Referring expression pointing data
================
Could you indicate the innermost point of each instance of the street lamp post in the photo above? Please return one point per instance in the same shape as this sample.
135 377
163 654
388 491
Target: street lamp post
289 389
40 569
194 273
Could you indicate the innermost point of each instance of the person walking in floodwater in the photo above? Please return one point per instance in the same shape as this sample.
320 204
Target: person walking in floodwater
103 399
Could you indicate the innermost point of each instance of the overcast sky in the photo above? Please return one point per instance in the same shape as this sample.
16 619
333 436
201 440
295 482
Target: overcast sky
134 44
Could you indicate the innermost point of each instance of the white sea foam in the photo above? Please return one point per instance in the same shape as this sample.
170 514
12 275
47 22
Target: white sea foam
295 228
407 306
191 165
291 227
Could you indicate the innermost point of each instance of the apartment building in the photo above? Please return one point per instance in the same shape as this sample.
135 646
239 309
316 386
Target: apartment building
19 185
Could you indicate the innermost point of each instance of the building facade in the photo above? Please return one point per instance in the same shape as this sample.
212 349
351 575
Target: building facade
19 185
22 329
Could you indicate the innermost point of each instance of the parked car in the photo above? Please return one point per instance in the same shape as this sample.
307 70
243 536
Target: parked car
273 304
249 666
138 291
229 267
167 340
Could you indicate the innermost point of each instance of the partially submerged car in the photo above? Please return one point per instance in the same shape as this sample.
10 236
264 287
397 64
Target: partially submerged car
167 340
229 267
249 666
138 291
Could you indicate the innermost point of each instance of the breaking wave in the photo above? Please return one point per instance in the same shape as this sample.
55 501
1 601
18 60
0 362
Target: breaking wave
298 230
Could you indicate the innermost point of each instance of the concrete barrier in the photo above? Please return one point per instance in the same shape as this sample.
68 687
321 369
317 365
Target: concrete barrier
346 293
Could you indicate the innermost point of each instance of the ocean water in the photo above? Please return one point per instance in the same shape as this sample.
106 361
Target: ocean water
================
__AIM OF THE TASK__
Identify all lines in the records above with the word "ocean".

__TASK SOLUTION__
Could you indicate the innermost point of each instance of the ocean water in the photo above? Please return one point per instance in the same shape as this sample.
Target: ocean water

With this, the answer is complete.